====== Provided information ======

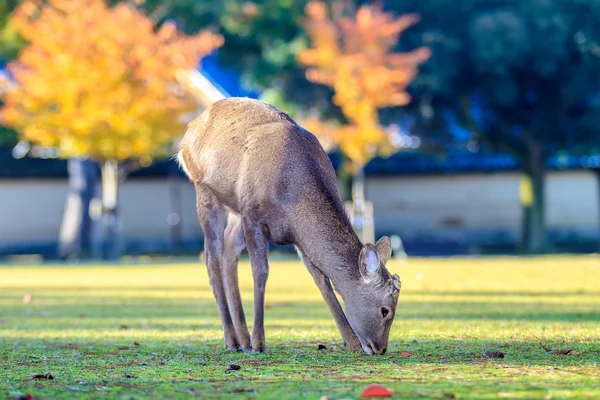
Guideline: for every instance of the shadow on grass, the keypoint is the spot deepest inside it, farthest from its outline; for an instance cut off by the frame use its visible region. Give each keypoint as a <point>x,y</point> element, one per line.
<point>136,308</point>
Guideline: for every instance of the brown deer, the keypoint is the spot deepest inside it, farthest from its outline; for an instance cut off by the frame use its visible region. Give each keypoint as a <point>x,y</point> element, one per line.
<point>251,162</point>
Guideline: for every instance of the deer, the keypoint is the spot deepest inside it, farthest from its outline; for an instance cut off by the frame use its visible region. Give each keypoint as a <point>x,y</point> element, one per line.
<point>260,178</point>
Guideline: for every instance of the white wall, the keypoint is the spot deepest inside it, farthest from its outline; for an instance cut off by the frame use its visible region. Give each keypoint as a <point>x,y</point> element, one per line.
<point>454,204</point>
<point>449,205</point>
<point>32,210</point>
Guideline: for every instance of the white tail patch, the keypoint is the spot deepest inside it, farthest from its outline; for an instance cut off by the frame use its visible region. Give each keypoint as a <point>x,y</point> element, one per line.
<point>182,165</point>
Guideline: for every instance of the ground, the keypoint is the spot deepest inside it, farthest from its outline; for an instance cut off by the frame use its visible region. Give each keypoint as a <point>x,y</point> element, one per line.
<point>153,331</point>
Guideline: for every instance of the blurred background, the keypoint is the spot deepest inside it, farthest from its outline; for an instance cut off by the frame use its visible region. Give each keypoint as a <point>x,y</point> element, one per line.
<point>457,127</point>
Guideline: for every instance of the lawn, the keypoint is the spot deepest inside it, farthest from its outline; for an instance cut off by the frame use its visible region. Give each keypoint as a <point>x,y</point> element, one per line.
<point>153,331</point>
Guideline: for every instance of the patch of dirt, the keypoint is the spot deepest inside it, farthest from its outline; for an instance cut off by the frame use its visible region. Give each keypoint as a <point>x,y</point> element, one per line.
<point>232,367</point>
<point>47,377</point>
<point>558,352</point>
<point>494,354</point>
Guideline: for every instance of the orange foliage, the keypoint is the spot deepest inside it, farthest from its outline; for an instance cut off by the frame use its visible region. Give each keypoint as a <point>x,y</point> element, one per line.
<point>353,55</point>
<point>101,82</point>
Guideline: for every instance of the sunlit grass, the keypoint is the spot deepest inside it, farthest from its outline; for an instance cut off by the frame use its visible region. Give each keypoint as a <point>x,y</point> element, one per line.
<point>82,324</point>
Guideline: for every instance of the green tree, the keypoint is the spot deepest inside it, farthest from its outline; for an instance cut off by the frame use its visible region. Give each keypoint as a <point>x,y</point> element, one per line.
<point>522,76</point>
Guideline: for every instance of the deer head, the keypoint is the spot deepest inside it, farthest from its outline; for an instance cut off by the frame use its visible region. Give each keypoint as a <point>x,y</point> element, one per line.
<point>371,302</point>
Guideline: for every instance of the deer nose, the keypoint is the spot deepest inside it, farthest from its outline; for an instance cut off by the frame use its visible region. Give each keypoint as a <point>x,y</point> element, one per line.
<point>378,351</point>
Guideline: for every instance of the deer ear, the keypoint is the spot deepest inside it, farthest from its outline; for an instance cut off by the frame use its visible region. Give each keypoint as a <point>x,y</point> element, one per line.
<point>384,249</point>
<point>368,261</point>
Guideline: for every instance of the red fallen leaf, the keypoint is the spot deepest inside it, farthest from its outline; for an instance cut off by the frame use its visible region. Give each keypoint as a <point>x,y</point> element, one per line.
<point>559,352</point>
<point>376,391</point>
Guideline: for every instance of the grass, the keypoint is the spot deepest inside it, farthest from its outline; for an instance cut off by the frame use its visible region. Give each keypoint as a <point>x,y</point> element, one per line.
<point>153,331</point>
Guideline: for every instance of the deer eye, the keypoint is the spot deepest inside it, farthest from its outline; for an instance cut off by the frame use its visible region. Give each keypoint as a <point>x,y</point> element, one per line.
<point>384,311</point>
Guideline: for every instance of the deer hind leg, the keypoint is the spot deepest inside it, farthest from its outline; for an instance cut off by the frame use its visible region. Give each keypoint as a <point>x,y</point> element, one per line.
<point>258,248</point>
<point>212,219</point>
<point>234,244</point>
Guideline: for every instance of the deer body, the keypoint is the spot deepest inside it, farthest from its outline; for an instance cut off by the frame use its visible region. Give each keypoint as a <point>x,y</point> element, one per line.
<point>251,163</point>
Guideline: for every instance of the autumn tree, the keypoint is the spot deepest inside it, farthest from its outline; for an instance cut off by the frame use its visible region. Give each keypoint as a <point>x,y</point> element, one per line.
<point>102,82</point>
<point>353,53</point>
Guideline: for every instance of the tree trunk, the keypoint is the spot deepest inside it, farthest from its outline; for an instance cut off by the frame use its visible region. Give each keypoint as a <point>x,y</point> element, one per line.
<point>74,237</point>
<point>110,216</point>
<point>174,217</point>
<point>361,213</point>
<point>534,238</point>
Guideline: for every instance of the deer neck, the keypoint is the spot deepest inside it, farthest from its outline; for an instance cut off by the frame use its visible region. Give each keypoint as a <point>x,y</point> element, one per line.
<point>328,242</point>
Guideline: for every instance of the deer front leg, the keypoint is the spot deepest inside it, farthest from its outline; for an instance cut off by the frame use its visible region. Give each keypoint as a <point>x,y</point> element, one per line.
<point>211,216</point>
<point>258,249</point>
<point>324,285</point>
<point>234,244</point>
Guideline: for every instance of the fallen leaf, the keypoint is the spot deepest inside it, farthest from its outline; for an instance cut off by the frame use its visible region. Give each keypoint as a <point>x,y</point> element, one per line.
<point>242,390</point>
<point>43,376</point>
<point>232,367</point>
<point>494,354</point>
<point>558,352</point>
<point>376,391</point>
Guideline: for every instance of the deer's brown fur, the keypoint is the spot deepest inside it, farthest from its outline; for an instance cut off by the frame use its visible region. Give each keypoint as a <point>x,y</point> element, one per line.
<point>254,166</point>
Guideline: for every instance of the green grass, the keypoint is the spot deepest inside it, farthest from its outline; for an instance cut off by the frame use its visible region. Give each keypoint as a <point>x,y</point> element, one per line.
<point>82,324</point>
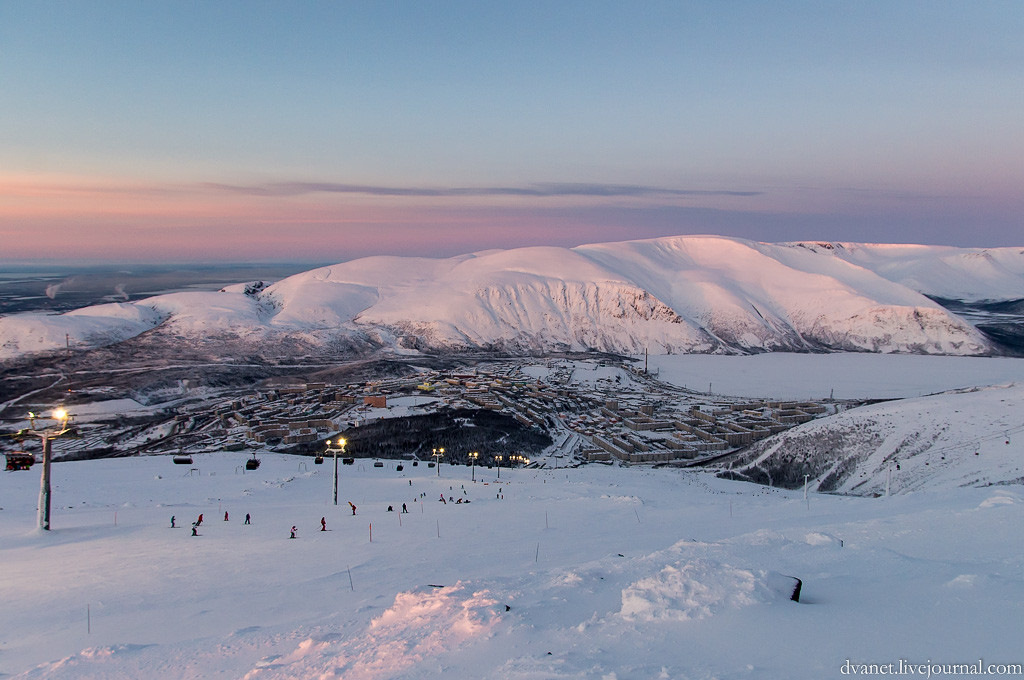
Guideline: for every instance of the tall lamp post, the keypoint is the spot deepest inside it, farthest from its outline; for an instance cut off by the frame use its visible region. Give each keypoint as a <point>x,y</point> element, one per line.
<point>334,450</point>
<point>47,434</point>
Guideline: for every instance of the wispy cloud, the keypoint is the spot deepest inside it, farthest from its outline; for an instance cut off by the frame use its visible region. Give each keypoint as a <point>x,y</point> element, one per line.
<point>542,189</point>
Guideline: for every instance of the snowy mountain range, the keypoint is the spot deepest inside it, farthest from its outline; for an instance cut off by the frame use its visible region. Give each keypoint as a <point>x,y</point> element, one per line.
<point>672,295</point>
<point>942,441</point>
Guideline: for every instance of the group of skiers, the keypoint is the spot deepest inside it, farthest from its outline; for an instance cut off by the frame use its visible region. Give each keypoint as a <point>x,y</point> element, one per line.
<point>199,521</point>
<point>293,533</point>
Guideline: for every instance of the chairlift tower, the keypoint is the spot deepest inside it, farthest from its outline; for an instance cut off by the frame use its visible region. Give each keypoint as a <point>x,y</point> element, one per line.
<point>47,434</point>
<point>334,450</point>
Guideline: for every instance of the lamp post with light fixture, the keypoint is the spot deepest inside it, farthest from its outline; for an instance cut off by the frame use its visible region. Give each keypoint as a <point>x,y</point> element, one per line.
<point>47,434</point>
<point>334,450</point>
<point>437,455</point>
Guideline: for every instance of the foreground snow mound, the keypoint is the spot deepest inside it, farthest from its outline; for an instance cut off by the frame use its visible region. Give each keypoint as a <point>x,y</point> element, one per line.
<point>419,626</point>
<point>691,591</point>
<point>683,294</point>
<point>969,437</point>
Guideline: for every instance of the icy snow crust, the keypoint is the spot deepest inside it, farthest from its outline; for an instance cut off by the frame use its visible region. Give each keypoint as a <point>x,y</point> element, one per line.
<point>588,572</point>
<point>684,294</point>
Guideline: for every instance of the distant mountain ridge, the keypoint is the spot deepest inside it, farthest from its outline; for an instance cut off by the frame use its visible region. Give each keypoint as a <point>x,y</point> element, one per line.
<point>680,294</point>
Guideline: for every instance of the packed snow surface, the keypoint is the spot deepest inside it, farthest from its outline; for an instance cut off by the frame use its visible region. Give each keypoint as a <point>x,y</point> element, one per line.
<point>588,572</point>
<point>682,294</point>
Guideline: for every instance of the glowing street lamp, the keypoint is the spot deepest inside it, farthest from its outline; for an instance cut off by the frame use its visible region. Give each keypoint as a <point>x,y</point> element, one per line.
<point>437,455</point>
<point>47,434</point>
<point>341,445</point>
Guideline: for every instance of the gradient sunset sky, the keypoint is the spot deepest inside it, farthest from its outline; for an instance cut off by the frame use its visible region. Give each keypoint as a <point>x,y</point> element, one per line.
<point>321,131</point>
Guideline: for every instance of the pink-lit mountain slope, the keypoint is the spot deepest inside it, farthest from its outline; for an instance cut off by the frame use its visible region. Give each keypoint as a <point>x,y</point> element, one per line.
<point>683,294</point>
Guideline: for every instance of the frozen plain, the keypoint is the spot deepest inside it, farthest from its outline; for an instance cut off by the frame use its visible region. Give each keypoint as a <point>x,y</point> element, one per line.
<point>606,572</point>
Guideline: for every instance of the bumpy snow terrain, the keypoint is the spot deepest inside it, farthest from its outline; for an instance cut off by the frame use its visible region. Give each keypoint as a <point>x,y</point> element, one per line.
<point>589,572</point>
<point>685,294</point>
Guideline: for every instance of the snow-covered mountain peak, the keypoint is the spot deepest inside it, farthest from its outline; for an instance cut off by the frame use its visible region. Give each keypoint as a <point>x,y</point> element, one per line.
<point>678,294</point>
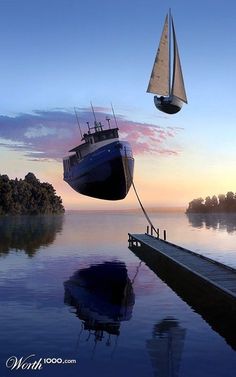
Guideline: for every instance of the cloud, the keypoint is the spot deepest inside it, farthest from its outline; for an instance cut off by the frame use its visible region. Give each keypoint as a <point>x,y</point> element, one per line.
<point>49,134</point>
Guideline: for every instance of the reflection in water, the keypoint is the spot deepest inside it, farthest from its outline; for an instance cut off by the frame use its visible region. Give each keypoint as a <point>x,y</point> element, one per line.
<point>219,314</point>
<point>165,348</point>
<point>220,221</point>
<point>102,296</point>
<point>28,233</point>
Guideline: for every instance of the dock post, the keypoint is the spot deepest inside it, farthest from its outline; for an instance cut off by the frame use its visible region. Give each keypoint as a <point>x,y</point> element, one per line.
<point>130,240</point>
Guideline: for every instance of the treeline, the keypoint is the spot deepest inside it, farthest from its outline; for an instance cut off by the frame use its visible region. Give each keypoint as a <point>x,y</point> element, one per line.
<point>222,203</point>
<point>28,196</point>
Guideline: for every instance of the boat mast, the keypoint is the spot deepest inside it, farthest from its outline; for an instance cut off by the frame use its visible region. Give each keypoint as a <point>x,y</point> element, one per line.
<point>169,32</point>
<point>113,112</point>
<point>77,118</point>
<point>95,120</point>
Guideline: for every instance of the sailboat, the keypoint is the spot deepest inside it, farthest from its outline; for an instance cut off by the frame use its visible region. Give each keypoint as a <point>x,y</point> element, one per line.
<point>166,78</point>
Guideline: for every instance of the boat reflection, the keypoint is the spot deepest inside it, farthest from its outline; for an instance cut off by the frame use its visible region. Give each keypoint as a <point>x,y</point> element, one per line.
<point>218,313</point>
<point>102,296</point>
<point>216,221</point>
<point>28,233</point>
<point>165,348</point>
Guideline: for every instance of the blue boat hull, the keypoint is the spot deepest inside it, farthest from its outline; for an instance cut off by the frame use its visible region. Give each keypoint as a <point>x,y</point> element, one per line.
<point>106,173</point>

======

Rewrite the data from the line containing "Guideline: for every instance of the red" down to the line containing "<point>384,311</point>", replacing "red fallen leaf" with "maple leaf" and changing nothing else. Give only those lines.

→ **Answer to the problem**:
Guideline: for every instance of the maple leaf, the keypoint is the spot deepest inside it, farthest from its outline; for an instance cut off by the frame use its visible region. Give each keypoint as a <point>x,y</point> element, one per line.
<point>559,352</point>
<point>376,391</point>
Guideline: for every instance of the grass, the keypoint is the spot deepest inside it, farthest from its outline; for an instance cut off by the frame use its visible region. Give each keypoint as a <point>x,y</point> element, one per line.
<point>153,331</point>
Guideline: for every instance of the deer eye, the keypoint is the spot deepest inside it, farthest from its outline; for an instance cut off by the frame use its visible region. Give each keypoint as a <point>x,y</point> element, one per line.
<point>384,311</point>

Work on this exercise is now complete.